▶ **Activity**
Keep every line of the data below that has the string "olive" and present those lines.

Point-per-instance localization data
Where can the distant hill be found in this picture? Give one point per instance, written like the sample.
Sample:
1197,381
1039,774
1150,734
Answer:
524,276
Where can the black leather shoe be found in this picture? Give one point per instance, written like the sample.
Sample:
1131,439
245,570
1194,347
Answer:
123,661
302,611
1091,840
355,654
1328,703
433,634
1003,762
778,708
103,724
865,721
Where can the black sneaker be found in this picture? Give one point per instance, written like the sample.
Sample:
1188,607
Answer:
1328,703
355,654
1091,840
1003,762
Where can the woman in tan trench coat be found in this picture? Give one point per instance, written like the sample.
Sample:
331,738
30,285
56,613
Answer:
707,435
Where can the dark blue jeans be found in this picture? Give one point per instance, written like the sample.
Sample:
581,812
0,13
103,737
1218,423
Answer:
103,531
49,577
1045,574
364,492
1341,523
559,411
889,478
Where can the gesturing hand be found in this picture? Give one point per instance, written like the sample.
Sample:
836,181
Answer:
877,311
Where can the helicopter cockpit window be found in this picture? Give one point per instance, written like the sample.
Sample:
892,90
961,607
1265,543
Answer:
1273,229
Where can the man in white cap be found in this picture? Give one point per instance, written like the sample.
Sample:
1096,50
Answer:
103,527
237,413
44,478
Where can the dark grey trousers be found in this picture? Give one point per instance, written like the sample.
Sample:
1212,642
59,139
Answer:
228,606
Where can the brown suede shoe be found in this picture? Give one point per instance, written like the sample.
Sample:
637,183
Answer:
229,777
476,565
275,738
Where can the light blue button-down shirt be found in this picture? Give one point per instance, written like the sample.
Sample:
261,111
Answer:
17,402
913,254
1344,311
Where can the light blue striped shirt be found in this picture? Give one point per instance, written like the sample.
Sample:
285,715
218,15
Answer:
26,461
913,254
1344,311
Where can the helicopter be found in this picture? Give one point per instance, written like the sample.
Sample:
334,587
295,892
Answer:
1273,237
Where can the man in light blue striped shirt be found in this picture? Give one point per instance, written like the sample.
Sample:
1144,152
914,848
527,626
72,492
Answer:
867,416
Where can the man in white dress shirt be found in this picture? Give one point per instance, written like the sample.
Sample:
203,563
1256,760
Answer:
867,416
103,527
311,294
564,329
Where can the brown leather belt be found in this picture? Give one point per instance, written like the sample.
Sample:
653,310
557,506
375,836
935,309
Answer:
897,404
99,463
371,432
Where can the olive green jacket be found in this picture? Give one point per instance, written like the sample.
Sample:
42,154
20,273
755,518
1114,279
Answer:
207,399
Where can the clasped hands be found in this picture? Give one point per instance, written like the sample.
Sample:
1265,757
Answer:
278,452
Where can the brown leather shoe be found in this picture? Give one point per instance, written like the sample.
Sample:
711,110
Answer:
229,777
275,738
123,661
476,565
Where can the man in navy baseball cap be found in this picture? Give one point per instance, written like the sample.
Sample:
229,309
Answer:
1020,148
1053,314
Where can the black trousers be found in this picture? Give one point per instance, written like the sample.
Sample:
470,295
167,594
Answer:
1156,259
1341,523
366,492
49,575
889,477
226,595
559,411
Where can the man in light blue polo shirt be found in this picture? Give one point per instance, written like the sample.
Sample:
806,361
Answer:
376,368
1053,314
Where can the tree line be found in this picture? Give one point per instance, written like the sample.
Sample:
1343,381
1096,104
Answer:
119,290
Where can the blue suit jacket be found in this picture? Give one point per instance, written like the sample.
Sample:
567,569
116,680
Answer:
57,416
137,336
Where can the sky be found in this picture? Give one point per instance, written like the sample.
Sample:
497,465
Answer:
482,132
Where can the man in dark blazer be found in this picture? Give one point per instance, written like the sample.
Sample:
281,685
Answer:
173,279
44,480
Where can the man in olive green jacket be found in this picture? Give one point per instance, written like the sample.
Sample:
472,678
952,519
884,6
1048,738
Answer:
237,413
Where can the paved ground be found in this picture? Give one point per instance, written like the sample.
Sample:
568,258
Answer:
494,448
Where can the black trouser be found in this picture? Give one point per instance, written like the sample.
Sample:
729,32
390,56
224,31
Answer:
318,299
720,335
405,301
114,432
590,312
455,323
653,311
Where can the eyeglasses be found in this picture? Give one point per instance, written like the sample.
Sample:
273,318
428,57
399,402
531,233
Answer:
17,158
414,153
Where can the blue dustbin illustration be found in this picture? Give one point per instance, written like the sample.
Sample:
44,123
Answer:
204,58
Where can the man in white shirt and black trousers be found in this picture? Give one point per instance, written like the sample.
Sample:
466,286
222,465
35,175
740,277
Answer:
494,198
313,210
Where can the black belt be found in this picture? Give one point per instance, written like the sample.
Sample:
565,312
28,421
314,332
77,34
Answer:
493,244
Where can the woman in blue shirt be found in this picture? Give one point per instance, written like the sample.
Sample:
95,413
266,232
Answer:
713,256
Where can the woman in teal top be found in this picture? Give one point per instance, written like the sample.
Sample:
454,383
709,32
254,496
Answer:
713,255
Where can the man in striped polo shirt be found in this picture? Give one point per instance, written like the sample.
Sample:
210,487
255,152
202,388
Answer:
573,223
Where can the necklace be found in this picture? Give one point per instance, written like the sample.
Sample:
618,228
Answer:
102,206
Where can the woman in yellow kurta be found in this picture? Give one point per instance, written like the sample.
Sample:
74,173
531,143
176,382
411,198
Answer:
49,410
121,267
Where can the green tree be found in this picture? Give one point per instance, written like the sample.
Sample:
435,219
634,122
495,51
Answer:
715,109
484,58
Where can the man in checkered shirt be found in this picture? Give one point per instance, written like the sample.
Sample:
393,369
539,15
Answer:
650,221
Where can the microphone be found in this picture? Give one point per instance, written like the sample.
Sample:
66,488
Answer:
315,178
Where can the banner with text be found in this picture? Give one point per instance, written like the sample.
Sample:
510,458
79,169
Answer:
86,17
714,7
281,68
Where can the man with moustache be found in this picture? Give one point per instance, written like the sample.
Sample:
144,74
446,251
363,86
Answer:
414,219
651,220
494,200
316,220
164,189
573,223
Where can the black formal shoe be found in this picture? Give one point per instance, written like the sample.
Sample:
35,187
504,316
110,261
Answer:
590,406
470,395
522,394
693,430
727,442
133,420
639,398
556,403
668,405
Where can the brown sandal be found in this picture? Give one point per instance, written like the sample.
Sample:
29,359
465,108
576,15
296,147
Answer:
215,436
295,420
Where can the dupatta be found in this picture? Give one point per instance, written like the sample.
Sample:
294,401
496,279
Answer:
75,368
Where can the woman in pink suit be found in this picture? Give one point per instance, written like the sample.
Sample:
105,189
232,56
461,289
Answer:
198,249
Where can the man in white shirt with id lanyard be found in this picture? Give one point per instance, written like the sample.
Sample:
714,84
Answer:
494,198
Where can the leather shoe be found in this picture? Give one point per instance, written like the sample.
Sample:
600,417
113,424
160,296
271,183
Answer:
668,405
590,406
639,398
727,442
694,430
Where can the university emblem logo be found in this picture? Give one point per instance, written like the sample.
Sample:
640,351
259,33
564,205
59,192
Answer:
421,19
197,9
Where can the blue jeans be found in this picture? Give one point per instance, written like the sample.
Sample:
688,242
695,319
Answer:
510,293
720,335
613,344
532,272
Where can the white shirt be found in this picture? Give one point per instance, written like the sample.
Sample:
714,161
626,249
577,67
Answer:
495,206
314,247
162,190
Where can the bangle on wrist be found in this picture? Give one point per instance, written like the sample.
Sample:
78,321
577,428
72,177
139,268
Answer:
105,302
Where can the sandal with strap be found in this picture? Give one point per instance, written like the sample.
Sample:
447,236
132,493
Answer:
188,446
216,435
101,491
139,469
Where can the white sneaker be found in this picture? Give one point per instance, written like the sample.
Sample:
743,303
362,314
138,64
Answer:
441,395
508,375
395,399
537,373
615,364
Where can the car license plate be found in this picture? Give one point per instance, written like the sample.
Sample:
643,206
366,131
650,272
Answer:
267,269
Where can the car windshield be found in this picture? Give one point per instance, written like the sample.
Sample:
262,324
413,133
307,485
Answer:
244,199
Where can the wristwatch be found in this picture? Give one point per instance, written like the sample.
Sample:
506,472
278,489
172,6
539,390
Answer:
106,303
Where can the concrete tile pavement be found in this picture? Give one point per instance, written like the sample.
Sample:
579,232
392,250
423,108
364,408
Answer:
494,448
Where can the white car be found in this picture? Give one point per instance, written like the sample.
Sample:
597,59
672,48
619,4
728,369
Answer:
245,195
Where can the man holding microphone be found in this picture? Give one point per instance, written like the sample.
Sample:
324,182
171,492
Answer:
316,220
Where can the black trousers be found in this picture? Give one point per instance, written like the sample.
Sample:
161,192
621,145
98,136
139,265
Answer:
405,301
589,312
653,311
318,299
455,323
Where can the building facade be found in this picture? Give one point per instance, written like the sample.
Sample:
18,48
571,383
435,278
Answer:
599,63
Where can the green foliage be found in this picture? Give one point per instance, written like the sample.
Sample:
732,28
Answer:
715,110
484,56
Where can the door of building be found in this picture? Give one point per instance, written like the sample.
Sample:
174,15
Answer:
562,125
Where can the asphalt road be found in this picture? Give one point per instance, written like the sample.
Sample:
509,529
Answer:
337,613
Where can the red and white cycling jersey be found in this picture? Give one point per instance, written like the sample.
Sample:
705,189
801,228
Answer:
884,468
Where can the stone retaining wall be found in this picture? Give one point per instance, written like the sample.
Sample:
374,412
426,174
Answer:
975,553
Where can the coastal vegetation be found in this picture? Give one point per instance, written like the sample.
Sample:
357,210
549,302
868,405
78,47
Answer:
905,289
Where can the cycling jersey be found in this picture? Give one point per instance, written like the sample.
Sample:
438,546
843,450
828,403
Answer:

▶ **Problem solution**
Where can the olive green jacket be found in this picture? Give one point per instance, written like the sample.
Where can the man in olive green jacket be found in this picture? Give one point per instance, written like the sample.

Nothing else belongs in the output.